→ **Instrucción dada 1**: En el fragmento sobre el último día del año, ¿qué rompió quien escribe al intentar romper recuerdos?
→ **Instrucción dada 2**: Sigue escribiendo el fragmento sobre el último día del año a partir de su última oración.

Último día del
año y traigo algo así como fundido el fusible de la celebración. En realidad un
poco siempre. Es que no entiendo. Parece que mi familia quiere celebrar su
noche de año viejo por obligación. Están apurados, algo tensos, medio quejosos.
Pero a ratos. De repente se alivianan tanto que parecen de dulce.
De mí quizá
digan que estoy en un rincón metido en la computadora desde hace varios
minutos, casi horas. O no dirán nada, que quizá me halagaría más. Pasar un poco
como sombra.
A mí no me gusta
hacer recapitulaciones, ni balances, ni retrospectivas. Este fin no me gusta
tanto como el comienzo tan igual, tantas veces. Quizá diré que dejé de hacer
muchas cosas, demasiadas si se comparan con lo que apenas terminé. Deshice
nudos, dejé que se quebraran memorias, rompí fotos en el inútil intento de
romper recuerdos. Trunqué palabras que a nadie que no sea yo interesan. Traté
de acompañar el dolor de otros, en especial de otras, pero apenas lo hice y lo
hice a la distancia. Las compañeras dicen que no necesitan “acompañantos”; y
las entiendo.
Ayude como pude,
quizá poco, pero así fue. Me perdí, escuché voces que se decían doler más que
otras, no disputé, mejor me hice a un lado.

→ **Material proporcionado**:
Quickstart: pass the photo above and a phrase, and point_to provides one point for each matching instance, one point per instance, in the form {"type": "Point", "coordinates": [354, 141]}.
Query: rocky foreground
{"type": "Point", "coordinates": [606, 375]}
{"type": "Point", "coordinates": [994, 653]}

→ **Respuesta 1**: Fotos.

→ **Respuesta 2**:
Me volví más
desconfiado, más descreído, no con Dios, que él sabe sus asuntos, sino con
algunas personas que se empeñan en no ser el otro, su delirio de
particularidad, superioridad y mando los han trastornado. Odié a muchos y los
sigo odiando. Me asombró mi especie, tan agua limpia unas veces y tan miasmas otras
tantas. Mucha razón encontré en unas líneas del poeta (JEP) que no dejé de
recordarlas en demasiados momentos:
“Lo que te eleva
por encima de tus olvidados semejantes, los animales, y lo que te sitúa por
debajo de ellos: la señal de Caín, el odio a tu especie, tu capacidad bicéfala
de hacer y destruir, hormiga y carcoma”.
Quise aprender
algunas cosas sólo para descubrir todo lo ignorante que soy. Me topé de frente
con el paso del tiempo para aceptar que ya es tiempo de emprender el camino
hacia abajo, el ineludible camino que remansa en la muerte.
Mis manos
olvidaron otras manos que cabían perfecto en ellas como si fueran un molde. Aprendí
a escuchar los “no” y a decir “no”, cuando así me lo pareció aunque después me
preguntara por qué lo había hecho.
Pero, no se crea,
improbable lector de este rinconcito de la atarraya cibernética que pongo mi
balance como negativo. Al contrario, celebro que puedo aporrear cada una de las
teclas que me permiten intentar palabras. Estoy vivo, oiga.
Y es que no está
usted para saberlo, ni yo para andarlo contando, pero acá en México la muerte
parece ser el símbolo, el carnet de identidad. Muchos coinciden que la vida es
en sí misma una revelación hacia la muerte, es subversivo ese instante frente a
la eternidad del no ser, del no estar aquí, y ese simple hecho hay que
defenderlo y celebrarlo.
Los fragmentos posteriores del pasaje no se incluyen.